### Datos de una recopilación de datos:
▶

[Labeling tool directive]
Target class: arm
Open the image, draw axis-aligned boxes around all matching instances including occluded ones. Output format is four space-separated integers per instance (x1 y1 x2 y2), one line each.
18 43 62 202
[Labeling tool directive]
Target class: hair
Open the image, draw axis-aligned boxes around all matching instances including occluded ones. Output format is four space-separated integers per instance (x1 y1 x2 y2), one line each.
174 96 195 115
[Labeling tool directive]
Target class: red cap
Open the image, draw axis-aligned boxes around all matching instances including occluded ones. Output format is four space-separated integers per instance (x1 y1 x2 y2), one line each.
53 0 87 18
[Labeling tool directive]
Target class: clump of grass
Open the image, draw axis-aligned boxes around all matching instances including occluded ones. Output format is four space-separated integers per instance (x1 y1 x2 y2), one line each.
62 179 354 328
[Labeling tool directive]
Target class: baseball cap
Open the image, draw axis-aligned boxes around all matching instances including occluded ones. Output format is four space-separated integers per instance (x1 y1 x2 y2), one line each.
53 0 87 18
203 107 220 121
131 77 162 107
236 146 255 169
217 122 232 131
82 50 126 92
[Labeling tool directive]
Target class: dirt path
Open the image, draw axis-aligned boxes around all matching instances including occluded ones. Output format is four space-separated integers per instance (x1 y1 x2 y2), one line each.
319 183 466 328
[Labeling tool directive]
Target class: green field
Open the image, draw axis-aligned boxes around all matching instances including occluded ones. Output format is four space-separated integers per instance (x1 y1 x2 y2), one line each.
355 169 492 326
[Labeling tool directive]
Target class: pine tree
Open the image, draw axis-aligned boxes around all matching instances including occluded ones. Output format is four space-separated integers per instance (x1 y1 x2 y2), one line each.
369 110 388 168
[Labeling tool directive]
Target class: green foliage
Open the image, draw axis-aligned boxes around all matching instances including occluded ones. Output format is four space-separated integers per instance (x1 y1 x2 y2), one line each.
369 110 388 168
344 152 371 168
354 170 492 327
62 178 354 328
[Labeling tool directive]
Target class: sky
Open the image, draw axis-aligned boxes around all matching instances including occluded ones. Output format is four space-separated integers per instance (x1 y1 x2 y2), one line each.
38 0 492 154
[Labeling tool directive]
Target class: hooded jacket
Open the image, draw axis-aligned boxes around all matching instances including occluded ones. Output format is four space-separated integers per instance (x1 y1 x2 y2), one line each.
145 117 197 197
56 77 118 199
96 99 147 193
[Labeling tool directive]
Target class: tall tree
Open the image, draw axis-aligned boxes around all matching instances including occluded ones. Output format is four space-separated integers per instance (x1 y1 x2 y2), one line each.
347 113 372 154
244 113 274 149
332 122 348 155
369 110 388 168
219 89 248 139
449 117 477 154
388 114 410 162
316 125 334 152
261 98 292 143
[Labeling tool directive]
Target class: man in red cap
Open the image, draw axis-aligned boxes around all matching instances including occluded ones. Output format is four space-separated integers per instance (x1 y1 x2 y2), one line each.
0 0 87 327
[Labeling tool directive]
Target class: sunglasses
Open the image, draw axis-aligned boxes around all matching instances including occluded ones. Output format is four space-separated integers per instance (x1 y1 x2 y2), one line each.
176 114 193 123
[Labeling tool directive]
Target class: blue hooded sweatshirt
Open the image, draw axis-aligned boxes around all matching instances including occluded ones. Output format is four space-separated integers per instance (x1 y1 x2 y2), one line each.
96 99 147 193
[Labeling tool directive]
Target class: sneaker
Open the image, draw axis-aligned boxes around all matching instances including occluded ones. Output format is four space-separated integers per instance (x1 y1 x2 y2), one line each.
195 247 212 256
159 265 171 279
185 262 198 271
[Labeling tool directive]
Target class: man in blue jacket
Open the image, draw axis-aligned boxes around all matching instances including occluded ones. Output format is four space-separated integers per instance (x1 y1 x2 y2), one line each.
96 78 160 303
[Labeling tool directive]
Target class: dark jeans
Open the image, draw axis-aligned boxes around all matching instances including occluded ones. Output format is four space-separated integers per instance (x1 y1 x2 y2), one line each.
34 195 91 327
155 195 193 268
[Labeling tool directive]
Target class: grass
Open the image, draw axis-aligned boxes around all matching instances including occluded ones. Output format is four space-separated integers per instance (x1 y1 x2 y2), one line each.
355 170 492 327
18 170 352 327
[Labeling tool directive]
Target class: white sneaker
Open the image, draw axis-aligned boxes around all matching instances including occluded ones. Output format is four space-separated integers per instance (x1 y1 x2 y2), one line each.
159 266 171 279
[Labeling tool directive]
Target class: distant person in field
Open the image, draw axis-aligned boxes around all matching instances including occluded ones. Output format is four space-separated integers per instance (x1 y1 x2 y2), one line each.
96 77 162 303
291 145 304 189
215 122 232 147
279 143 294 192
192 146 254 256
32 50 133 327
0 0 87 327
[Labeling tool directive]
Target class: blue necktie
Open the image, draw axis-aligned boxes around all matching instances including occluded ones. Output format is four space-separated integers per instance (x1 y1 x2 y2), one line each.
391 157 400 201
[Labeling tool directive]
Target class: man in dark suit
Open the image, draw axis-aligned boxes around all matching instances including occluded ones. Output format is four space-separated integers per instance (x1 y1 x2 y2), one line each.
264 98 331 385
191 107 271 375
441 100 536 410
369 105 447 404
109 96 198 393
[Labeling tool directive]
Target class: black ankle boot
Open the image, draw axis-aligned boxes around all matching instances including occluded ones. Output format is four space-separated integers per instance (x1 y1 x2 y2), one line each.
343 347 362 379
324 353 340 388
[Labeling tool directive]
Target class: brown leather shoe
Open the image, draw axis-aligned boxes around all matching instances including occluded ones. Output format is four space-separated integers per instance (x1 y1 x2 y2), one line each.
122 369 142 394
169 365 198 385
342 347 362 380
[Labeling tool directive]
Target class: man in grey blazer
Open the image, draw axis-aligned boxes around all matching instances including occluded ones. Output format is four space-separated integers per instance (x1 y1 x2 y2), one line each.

◀

### INDICACIÓN:
Pasa a una lista numerada todas las líneas de los datos, sin incluir las líneas en blanco.

### SALIDA CORRECTA:
1. [Labeling tool directive]
2. Target class: arm
3. Open the image, draw axis-aligned boxes around all matching instances including occluded ones. Output format is four space-separated integers per instance (x1 y1 x2 y2), one line each.
4. 18 43 62 202
5. [Labeling tool directive]
6. Target class: hair
7. Open the image, draw axis-aligned boxes around all matching instances including occluded ones. Output format is four space-separated integers per instance (x1 y1 x2 y2), one line each.
8. 174 96 195 115
9. [Labeling tool directive]
10. Target class: red cap
11. Open the image, draw axis-aligned boxes around all matching instances including occluded ones. Output format is four space-separated integers per instance (x1 y1 x2 y2), one line each.
12. 53 0 87 18
13. [Labeling tool directive]
14. Target class: clump of grass
15. Open the image, draw axis-aligned boxes around all matching instances including occluded ones. Output format is four space-separated integers per instance (x1 y1 x2 y2), one line each.
16. 62 179 354 328
17. [Labeling tool directive]
18. Target class: baseball cap
19. Open the image, draw axis-aligned boxes around all matching instances including occluded ones. Output format is four space-separated integers per instance (x1 y1 x2 y2), one line each.
20. 53 0 87 18
21. 203 107 220 121
22. 131 77 162 107
23. 236 146 255 169
24. 217 122 232 131
25. 82 50 126 92
26. [Labeling tool directive]
27. Target class: dirt path
28. Open the image, draw axis-aligned boxes around all matching instances including occluded ones. Output format is four space-separated integers per instance (x1 y1 x2 y2), one line each.
29. 319 183 466 328
30. [Labeling tool directive]
31. Target class: green field
32. Open the image, draw axis-aligned boxes around all matching instances including occluded ones. Output format is four space-separated integers per instance (x1 y1 x2 y2), one line each.
33. 355 169 492 326
34. [Labeling tool directive]
35. Target class: pine tree
36. Open the image, draw axis-aligned boxes around all matching instances including occluded ones. Output format is four space-separated integers per instance (x1 y1 x2 y2), one line each.
37. 369 110 388 168
38. [Labeling tool directive]
39. Target class: green foliage
40. Open the image, draw axis-aligned boxes around all matching instances including occluded ones. Output format is four space-separated integers per instance (x1 y1 x2 y2), one line each.
41. 369 110 388 168
42. 344 152 371 168
43. 354 170 492 327
44. 62 178 354 328
45. [Labeling tool directive]
46. Target class: sky
47. Open the image, draw axis-aligned boxes around all matching instances including occluded ones. Output format is four space-separated integers per instance (x1 y1 x2 y2), one line each.
48. 38 0 492 154
49. [Labeling tool directive]
50. Target class: hooded jacket
51. Open the image, draw axis-aligned boxes around all matching instances including occluded ones. Output format is four space-separated integers per instance (x1 y1 x2 y2), one line each.
52. 145 117 197 197
53. 56 77 118 199
54. 96 99 147 193
55. [Labeling tool directive]
56. Target class: tall tree
57. Open the image, draw axis-aligned boxes around all matching instances including occluded ones. Output format is four space-separated integers per instance (x1 y1 x2 y2), one line each.
58. 347 113 372 154
59. 244 113 274 149
60. 332 122 348 155
61. 369 110 388 168
62. 219 89 248 139
63. 449 117 477 154
64. 388 114 410 162
65. 316 125 334 152
66. 261 98 292 143
67. [Labeling tool directive]
68. Target class: man in red cap
69. Open the image, draw axis-aligned boxes around all matching instances including occluded ones. Output format is four space-separated integers per instance (x1 y1 x2 y2), one line each.
70. 0 0 87 327
71. [Labeling tool directive]
72. Target class: sunglasses
73. Open the image, draw axis-aligned boxes around all matching instances including occluded ones. Output format is four space-separated integers per instance (x1 y1 x2 y2), one line each.
74. 176 114 193 123
75. [Labeling tool directive]
76. Target class: blue hooded sweatshirt
77. Open the image, draw axis-aligned boxes around all matching instances including occluded ones. Output format is four space-separated integers per instance (x1 y1 x2 y2), one line each.
78. 96 99 147 193
79. [Labeling tool directive]
80. Target class: sneaker
81. Open the image, draw axis-aligned boxes around all matching instances including occluded ones. Output format is four space-separated integers per instance (x1 y1 x2 y2), one line each.
82. 195 247 212 256
83. 159 265 171 279
84. 185 262 198 271
85. [Labeling tool directive]
86. Target class: man in blue jacket
87. Open the image, draw axis-aligned boxes around all matching instances including occluded ones. Output format is four space-separated integers per instance (x1 y1 x2 y2), one line each.
88. 96 78 160 303
89. [Labeling tool directive]
90. Target class: dark jeans
91. Open the image, draw axis-aligned boxes around all matching instances including occluded ones. Output format is four space-separated integers per instance (x1 y1 x2 y2), one line each.
92. 34 195 91 327
93. 155 195 193 268
94. [Labeling tool directive]
95. Target class: grass
96. Open the image, draw axis-aligned boxes around all matching instances including occluded ones. Output format is four space-separated integers per instance (x1 y1 x2 y2), one line each.
97. 355 170 492 327
98. 18 170 352 327
99. [Labeling tool directive]
100. Target class: white sneaker
101. Open the image, draw axis-aligned boxes around all matching instances including occluded ones. Output format is four space-separated integers per instance (x1 y1 x2 y2), one line each.
102. 159 266 171 279
103. [Labeling tool directive]
104. Target class: distant person in field
105. Open the image, draw axis-aligned boxes around all matching instances including occluded ones. Output format is four space-separated integers per instance (x1 y1 x2 y2), one line each.
106. 96 77 162 303
107. 291 145 304 189
108. 215 122 232 147
109. 279 143 294 192
110. 192 146 254 256
111. 32 50 133 327
112. 0 0 87 327
113. [Labeling tool directive]
114. Target class: blue necktie
115. Open the image, draw axis-aligned boxes around all matching instances including occluded ones. Output format is four space-separated integers per instance (x1 y1 x2 y2), one line each.
116. 391 157 400 201
117. [Labeling tool directive]
118. Target class: man in dark suit
119. Open the image, draw axis-aligned boxes around all matching instances including occluded ones. Output format is four space-separated integers per instance (x1 y1 x2 y2), one line each.
120. 264 98 331 385
121. 191 107 271 375
122. 441 100 536 410
123. 369 105 447 404
124. 109 96 198 393
125. [Labeling tool directive]
126. Target class: black ankle boot
127. Open the image, draw axis-aligned boxes around all matching instances including occluded ones. Output format is four space-separated integers per instance (x1 y1 x2 y2), one line each.
128. 343 347 362 379
129. 324 353 340 388
130. [Labeling tool directive]
131. Target class: brown leather shoe
132. Open the image, draw axis-aligned boxes around all matching instances including occluded ones. Output format is four space-separated integers per instance (x1 y1 x2 y2), one line each.
133. 122 369 142 394
134. 169 365 198 385
135. 342 347 362 380
136. [Labeling tool directive]
137. Target class: man in grey blazer
138. Open the image, draw axis-aligned boxes around all matching instances including occluded ones. Output format is four space-separated integers per instance (x1 y1 x2 y2), one line each.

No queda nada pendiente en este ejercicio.